__Direction 1__:
Could you translate this sentence from the Berlinale article into Spanish: "The prize for best documentary this year was awarded to “No Other Land,” by a Palestinian-Israeli collective of four young activists."
__Direction 2__:
Will you reproduce the passage of the Berlinale article starting at "The prize for" and ending at "the following day."?
__Direction 3__:
How would the article about the Berlinale award winners go on after its last sentence? Write what comes next.

──────── Text block ────────

Basel Adra (right) and Yuval Abraham speaking to Rudaw in Berlin, Germany, on February 24, 2024. Photo: Rudaw
ERBIL, Kurdistan Region - As the echo of the applause that filled Potsdamer Platz during the closing ceremony of the Berlin International Film Festival on Saturday fades to silence, a message of solidarity with Palestinians still reverberates loudly through the statements of winning directors.
This year’s edition of the prestigious Berlin International Film festival, Europe’s first major film festival of the year, better known as the Berlinale, came to an end on Saturday, with the various sought-after prizes being distributed among the winners of the festival’s many categories. When following the award ceremony Rudaw’s team on the ground spoke with some of the winners, a strong message of solidarity with Palestinians and condemnation of the violence in Gaza came through loud and clear.
The prize for best documentary this year was awarded to “No Other Land,” by a Palestinian-Israeli collective of four young activists. Basel Adra, one of the film’s directors, noted that while the award for best documentary is an important achievement, so is the audience award the film would be receiving the following day.
“All these years I’ve been filming my community being erased and demolished by Israeli occupation forces and their bulldozers and their building settlements… and I was always asking…is [are] people going to care about this, is somebody going to watch these videos,” said Adra, adding that when Yuval Abraham, an Israeli journalist, together with the other two directors joined him on this project, they all asked themselves the same questions. “Today at least we have an answer to this question; that people want to watch this movie,” he concluded.
Abraham, who also spoke to Rudaw said he felt encouraged by seeing people were moved by the documentary and that the audience was validating the “injustice that is happening on the ground” and the inequality existing between him and his co-director.

──────── Available data ────────

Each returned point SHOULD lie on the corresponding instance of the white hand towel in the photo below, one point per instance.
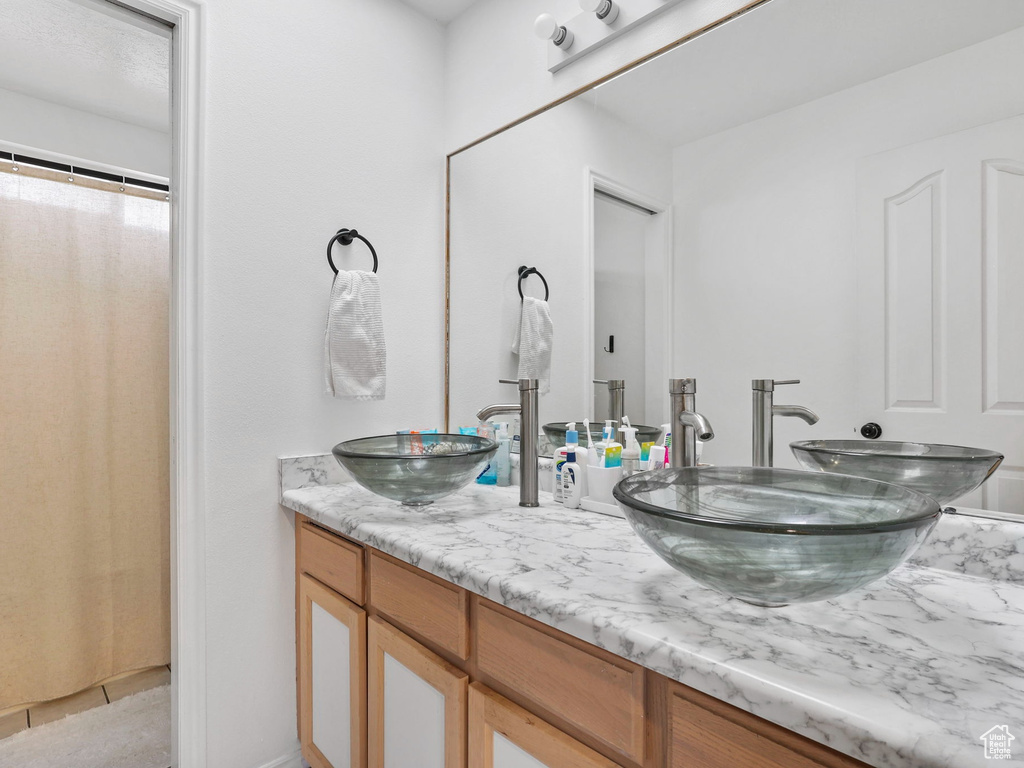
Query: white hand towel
(532, 342)
(354, 359)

────────

__Right answer 1__:
El premio al mejor documental de este año fue otorgado a “No Other Land”, de un colectivo palestino-israelí de cuatro jóvenes activistas.

__Right answer 2__:
The prize for best documentary this year was awarded to “No Other Land,” by a Palestinian-Israeli collective of four young activists. Basel Adra, one of the film’s directors, noted that while the award for best documentary is an important achievement, so is the audience award the film would be receiving the following day.

__Right answer 3__:
“I am an Israeli under civilian law but Basel is thirty minutes away from me under military law. He never votes, I have voting rights. This has to stop. How long is it going to go for? Really it has to stop, it's unjust and it’s wrong, and to see more people seeing that, not only understanding but feeling it after watching our film, for me is giving hope that people will change, because we need a political solution,” said Abraham.
However, it was not just Adra and Abraham, who are directly connected to Israel’s war on Gaza, who expressed solidarity with Palestinians at the Berlinale. Guillaume Cailleau and Ben Russel, directors of “Direct Action,” winner of the best film award in the festival’s Encounters section, wore keffiyehs in a clear message of support for Palestinians. Russell told Rudaw the gesture was one of “solidarity with Palestinians and add our voices to the many voices calling for a ceasefire to end the genocide.”
“Direct Action” tells the story of a militant activist community in France which succeeded in preventing the expansion of an international airport in 2018 and elicited the emergence of a new ecological movement three years later, exploring the question of whether a radical protest movement can lead to progress in facing the climate change crisis.
Highlighting the connection between the resistance portrayed in their movie and the resistance of Palestinians, Russell noted that the choice to wear a keffiyeh “ seems especially obvious in that our subject is necessarily political and cinema is a political act.”
Similar views on the powerful social role of cinema were echoed by Emily Watson, English actress who won the Silver Bear for Best Supporting Performance for her role in “Small Things Like These.”
“Cinema, television, books it’s how we learn how to behave, how to be human,” said Watson, who also dwelled on the feeling of amazement that overcame her when in the room with “young, angry” filmmakers. “It sort of really feels like that was a room full of hunger and need, people wanting to tell stories because they absolutely have to to survive, and that feels like a very special thing to be part of.”
2024 Golden Bear Winner “Dahomey,” by French-Senegalese director Mati Diop, also shed light on the socio-political power of cinema highlighted by Russell and Watson.
“Dahomey” tells the story of a group of Beninese university students who debate over how to approach the return of 26 royal treasures of the Kingdom of Dahomey, in modern-day Benin, from Paris, where they were taken to by plundering French colonial troops in 1892.
The golden bear is the highest prize awarded at the Berlinale.
Colonialism is a central theme in the movie. “ It’s a very tricky situation because everything is made for us to believe that it’s past, it’s behind us, it doesn't exist anymore, but it’s not true. It’s absolutely part of our system, institutionally, politically, socially, it’s there everywhere and it takes a while to put the finger on it,” Diop told Rudaw.
The director compared this process of realization to a wall of “of silence, of denial, of taboo,” falling, stressing the timeliness of talking about subjects such as violence and abuse against women or the “atrocities going on in Palestine.”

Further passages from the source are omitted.